• EXERCISE AIM: In the records below, find the line containing "[Batch job #auto] Object class: white dog", then reproduce that line and every one after it to the end, exactly and alone.
= Beginning of Section =
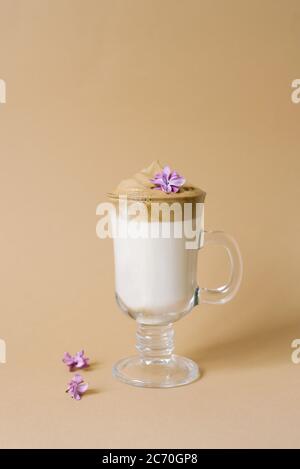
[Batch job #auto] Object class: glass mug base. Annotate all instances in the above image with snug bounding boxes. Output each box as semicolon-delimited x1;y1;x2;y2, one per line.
112;323;200;388
113;355;200;388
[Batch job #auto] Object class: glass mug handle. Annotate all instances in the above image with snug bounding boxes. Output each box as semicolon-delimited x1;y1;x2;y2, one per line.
198;231;243;305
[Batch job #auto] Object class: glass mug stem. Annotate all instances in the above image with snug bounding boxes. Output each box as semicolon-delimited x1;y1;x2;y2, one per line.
113;322;199;387
136;324;174;362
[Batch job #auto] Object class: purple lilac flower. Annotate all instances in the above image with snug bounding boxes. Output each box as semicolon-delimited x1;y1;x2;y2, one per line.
150;166;185;193
62;350;89;371
66;374;88;400
73;350;89;369
62;352;76;370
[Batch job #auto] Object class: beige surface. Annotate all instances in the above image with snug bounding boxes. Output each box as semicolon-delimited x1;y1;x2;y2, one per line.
0;0;300;448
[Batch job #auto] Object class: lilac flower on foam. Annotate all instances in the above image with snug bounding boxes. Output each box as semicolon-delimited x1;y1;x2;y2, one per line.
66;374;88;400
62;350;89;371
150;166;185;193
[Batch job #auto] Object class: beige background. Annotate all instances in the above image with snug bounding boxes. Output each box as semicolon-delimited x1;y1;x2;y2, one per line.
0;0;300;448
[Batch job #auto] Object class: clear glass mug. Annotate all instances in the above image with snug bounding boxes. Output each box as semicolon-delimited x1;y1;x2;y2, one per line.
111;209;243;388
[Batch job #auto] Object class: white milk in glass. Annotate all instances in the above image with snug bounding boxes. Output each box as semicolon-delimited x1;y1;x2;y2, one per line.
113;217;202;325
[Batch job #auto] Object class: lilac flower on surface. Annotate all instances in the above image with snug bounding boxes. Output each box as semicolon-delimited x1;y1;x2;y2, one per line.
150;166;185;193
73;350;89;369
62;352;76;370
66;374;88;400
62;350;89;371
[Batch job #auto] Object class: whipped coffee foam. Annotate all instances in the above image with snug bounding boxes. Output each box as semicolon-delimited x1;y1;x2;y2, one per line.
108;160;206;203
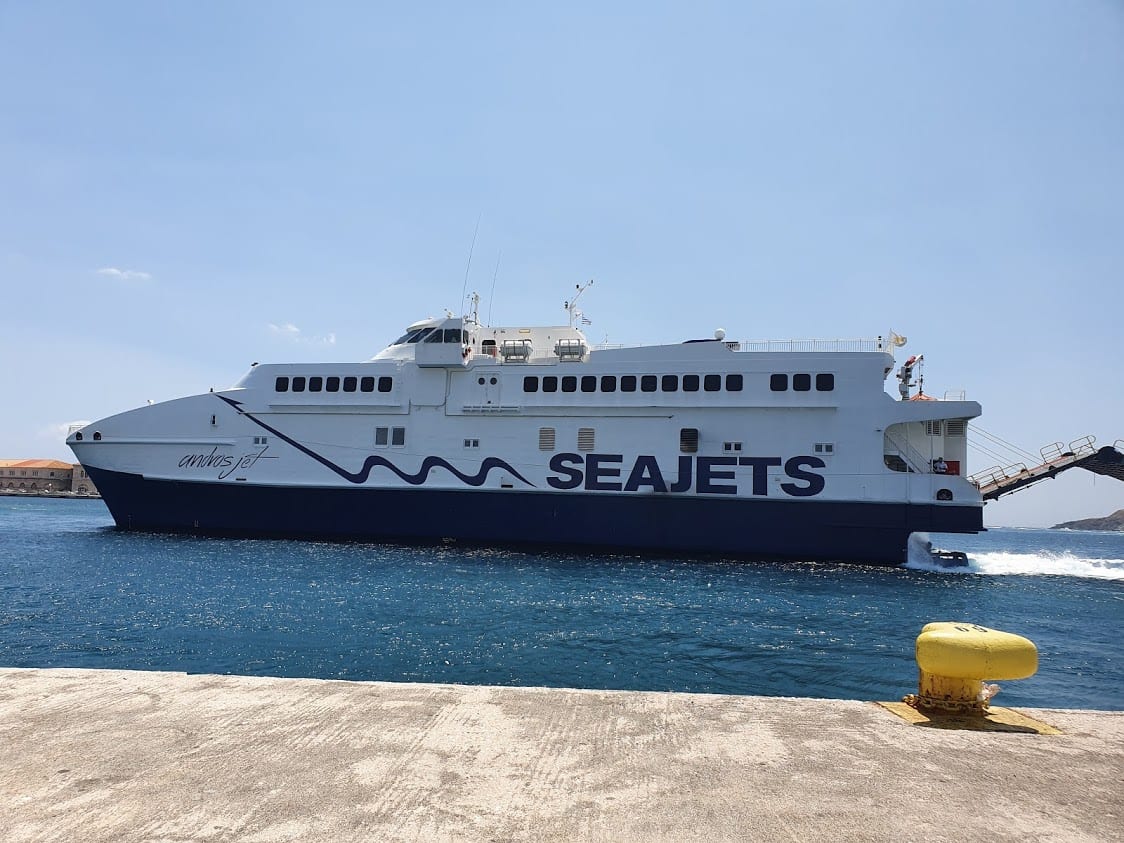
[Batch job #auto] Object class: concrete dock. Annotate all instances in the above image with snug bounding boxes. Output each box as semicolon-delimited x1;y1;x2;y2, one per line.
1;668;1120;842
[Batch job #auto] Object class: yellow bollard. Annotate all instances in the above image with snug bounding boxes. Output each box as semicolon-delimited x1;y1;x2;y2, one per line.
905;622;1037;714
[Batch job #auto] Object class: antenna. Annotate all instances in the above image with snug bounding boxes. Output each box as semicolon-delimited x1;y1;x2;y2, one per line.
487;250;502;326
459;214;481;316
565;279;594;328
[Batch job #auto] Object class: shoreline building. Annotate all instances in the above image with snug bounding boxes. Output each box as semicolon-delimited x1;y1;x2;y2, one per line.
0;459;100;496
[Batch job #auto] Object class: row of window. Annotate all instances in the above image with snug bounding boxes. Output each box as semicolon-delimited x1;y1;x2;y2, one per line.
522;372;836;395
770;373;835;392
275;375;393;394
523;373;747;394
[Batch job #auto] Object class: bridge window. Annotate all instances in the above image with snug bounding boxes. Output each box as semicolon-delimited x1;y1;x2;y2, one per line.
600;375;617;392
683;374;700;392
704;374;721;392
725;374;743;392
641;375;657;392
662;375;678;392
770;374;788;391
275;377;289;392
523;376;539;393
793;374;811;392
343;376;357;392
816;373;835;391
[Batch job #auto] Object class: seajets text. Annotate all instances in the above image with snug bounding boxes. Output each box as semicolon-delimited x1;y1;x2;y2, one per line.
547;453;826;496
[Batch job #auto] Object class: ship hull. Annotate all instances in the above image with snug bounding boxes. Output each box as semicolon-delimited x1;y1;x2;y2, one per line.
86;465;983;566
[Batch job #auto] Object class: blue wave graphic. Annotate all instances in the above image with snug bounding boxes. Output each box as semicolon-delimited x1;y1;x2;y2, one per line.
215;394;533;488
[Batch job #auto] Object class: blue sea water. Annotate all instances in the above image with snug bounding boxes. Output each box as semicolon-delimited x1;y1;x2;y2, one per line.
2;496;1121;710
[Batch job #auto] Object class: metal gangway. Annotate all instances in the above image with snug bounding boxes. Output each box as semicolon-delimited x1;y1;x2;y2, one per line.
968;435;1124;501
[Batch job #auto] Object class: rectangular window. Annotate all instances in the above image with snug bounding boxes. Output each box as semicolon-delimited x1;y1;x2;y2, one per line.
577;428;595;451
360;376;375;392
343;376;357;392
391;427;405;446
680;428;699;453
814;442;835;454
581;375;596;393
683;374;700;392
292;376;306;393
770;374;788;392
542;376;558;393
275;376;290;392
620;375;637;392
326;376;340;392
562;376;577;393
704;374;721;392
725;374;744;392
309;376;323;392
523;376;539;393
600;375;617;392
815;373;835;392
539;427;556;450
375;427;389;446
723;441;743;452
793;373;811;392
464;438;479;448
378;376;393;393
641;375;657;392
661;375;678;392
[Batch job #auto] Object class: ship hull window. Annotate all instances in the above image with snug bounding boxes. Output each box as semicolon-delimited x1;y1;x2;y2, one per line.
770;374;788;392
641;375;657;392
360;377;375;393
793;374;811;392
378;376;393;393
326;376;340;392
704;374;721;392
621;376;637;392
601;375;617;392
725;374;744;392
816;373;834;391
683;374;700;392
343;376;357;392
275;377;290;392
523;376;539;393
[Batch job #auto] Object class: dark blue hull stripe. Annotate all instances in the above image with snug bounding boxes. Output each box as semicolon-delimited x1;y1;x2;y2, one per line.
85;466;983;565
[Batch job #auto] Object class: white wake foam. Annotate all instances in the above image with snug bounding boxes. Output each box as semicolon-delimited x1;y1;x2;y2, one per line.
904;533;1124;579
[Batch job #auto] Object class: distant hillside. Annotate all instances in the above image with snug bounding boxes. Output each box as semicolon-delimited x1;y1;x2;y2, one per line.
1051;509;1124;531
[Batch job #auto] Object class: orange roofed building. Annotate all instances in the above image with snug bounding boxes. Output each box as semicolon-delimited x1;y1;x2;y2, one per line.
0;459;99;495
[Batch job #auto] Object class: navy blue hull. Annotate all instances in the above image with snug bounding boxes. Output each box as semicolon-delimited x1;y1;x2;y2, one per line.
85;466;983;565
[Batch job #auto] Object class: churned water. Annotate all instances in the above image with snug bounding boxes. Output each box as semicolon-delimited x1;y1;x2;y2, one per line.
2;496;1121;710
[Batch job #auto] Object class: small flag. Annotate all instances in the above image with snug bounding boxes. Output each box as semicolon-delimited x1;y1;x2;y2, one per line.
582;316;592;325
889;331;907;347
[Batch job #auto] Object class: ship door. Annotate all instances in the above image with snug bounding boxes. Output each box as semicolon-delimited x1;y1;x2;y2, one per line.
481;373;502;407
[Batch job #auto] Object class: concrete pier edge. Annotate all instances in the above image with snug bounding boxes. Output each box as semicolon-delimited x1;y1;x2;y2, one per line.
2;667;1121;842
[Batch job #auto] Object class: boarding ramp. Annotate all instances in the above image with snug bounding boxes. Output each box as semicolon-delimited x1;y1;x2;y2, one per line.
968;435;1124;501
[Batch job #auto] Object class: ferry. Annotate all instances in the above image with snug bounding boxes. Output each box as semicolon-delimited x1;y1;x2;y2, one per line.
68;284;983;565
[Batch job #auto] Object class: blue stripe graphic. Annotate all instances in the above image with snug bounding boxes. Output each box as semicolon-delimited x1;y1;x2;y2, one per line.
215;394;534;488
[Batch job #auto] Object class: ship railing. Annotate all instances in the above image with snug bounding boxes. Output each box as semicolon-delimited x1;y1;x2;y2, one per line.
884;429;931;474
734;337;885;353
1040;436;1097;465
968;462;1031;488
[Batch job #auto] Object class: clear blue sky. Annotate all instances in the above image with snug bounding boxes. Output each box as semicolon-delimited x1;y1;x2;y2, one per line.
2;2;1122;527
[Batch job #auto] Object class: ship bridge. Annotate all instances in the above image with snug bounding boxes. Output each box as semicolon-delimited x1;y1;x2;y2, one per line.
969;435;1124;501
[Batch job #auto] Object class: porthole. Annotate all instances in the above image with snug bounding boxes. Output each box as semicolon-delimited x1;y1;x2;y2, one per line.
74;432;84;441
93;431;102;441
936;489;953;501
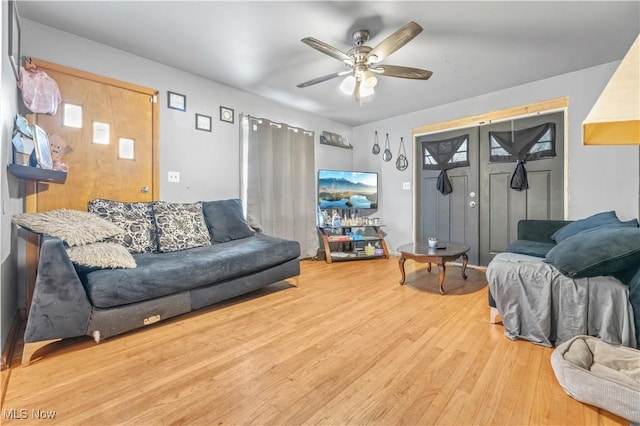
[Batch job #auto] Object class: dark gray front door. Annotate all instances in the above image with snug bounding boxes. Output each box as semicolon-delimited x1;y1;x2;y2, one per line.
416;128;480;265
478;111;565;265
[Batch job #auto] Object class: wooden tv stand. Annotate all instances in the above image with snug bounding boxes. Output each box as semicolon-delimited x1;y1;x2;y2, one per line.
317;225;390;264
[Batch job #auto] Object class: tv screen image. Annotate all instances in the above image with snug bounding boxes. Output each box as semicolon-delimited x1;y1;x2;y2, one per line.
317;169;378;210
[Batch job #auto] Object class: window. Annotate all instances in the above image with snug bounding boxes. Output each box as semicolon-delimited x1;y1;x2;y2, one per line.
420;134;470;170
489;122;556;163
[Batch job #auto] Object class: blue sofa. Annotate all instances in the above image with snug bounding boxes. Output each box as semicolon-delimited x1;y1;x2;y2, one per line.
20;199;300;365
487;212;640;348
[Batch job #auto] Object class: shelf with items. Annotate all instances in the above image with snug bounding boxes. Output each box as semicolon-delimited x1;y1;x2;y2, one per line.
7;164;67;184
317;224;390;264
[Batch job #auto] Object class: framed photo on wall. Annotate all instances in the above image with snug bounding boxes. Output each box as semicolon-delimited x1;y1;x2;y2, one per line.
167;91;186;111
195;113;212;132
8;0;21;80
220;106;234;124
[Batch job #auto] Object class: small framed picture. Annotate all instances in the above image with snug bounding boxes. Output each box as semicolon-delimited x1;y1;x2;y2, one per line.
195;113;212;132
31;124;53;170
220;106;234;124
167;91;186;111
8;0;21;80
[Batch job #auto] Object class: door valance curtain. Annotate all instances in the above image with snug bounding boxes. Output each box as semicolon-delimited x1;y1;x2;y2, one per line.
488;122;556;191
420;134;470;195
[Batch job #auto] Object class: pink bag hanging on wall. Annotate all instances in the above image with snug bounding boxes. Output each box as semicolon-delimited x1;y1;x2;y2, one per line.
18;65;62;115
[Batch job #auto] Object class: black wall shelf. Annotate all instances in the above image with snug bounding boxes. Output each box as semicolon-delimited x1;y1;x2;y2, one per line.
7;164;67;184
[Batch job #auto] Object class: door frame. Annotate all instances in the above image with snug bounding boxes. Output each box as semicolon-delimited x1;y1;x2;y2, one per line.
412;97;569;266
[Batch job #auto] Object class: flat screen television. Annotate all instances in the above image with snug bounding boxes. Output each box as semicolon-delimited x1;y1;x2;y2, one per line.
317;169;378;210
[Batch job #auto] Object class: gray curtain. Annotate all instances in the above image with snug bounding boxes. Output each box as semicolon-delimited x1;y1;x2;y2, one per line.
241;115;316;257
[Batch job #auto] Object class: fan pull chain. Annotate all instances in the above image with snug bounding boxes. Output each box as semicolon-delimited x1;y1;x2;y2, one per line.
372;131;380;155
382;133;392;162
396;137;408;171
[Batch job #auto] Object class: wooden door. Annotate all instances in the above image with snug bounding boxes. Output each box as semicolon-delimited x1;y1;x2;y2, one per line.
24;59;158;314
415;128;480;265
478;111;565;265
28;60;159;212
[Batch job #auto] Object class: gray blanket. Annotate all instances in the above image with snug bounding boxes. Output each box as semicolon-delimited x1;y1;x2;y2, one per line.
487;252;637;348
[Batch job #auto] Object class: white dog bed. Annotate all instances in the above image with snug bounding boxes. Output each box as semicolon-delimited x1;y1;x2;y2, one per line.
551;335;640;423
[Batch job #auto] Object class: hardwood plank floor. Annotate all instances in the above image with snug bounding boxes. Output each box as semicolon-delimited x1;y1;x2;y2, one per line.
1;257;626;425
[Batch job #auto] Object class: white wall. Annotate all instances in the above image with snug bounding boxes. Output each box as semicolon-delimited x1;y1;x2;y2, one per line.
352;61;639;254
1;1;27;356
20;19;354;203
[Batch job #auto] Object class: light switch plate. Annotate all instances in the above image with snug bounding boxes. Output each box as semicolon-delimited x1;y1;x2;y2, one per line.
168;171;180;183
402;182;411;190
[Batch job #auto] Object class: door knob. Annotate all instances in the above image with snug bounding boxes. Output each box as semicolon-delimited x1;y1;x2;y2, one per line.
141;186;149;193
469;201;477;208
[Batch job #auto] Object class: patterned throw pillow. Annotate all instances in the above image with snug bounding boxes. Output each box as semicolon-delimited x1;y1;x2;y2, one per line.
152;201;211;253
88;199;157;253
= End of Section =
• OUTPUT FOR THIS TASK:
[Batch job #auto] Object class: white dog bed. Annotate all instances in the above image with snug bounding boxes. Output each box as semicolon-delimited x1;y1;x2;y2, one per line.
551;335;640;423
[Batch job #auto] Object class: hardwood plank floor. Annotate all instances in the above image with snug bounding boxes. Output each box as semicolon-delimited x1;y1;x2;y2, one per line.
1;257;626;425
[Batch job #auto] Object class: white wall. Annotate all instances in the above image with snug bounding boxes. Output each box as semicolon-delimited x1;y1;x2;y2, one per line.
352;61;639;254
1;1;27;356
20;19;354;203
[Batch job #auto] Object class: light switch plate. Annotate all instances in the above image with snug bounding boxes. Output each box as semicolon-delimited x1;y1;x2;y2, one per line.
168;171;180;183
402;182;411;190
[Batch job #auto] Object class: door knob. Annotate all instances in the above image with snug bounding boxes. Output each box as semicolon-delimited x1;y1;x2;y2, one per line.
141;186;149;193
469;201;477;208
[Batch job #auto] Object class: patterned throw pillow. Annotate all instances in the above image with snug bounding boxes. Output each box as semicolon-delimited x1;y1;x2;y2, one per line.
152;201;211;253
88;199;157;253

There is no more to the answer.